-- Opening Marker --

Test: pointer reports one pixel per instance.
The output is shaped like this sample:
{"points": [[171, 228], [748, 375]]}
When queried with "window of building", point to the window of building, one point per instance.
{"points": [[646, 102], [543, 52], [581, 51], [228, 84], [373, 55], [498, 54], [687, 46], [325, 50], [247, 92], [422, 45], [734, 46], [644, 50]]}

-- Closing Marker --

→ Task:
Extract each entry in full, exactly as given.

→ Exercise solution:
Test: pointer reports one pixel per instance.
The output is shaped like this sample:
{"points": [[171, 228], [748, 375]]}
When queried with "window of building", point to the window of building, one point per instance.
{"points": [[646, 102], [543, 52], [581, 51], [228, 84], [373, 55], [498, 54], [687, 46], [325, 50], [247, 92], [422, 45], [734, 46], [644, 50]]}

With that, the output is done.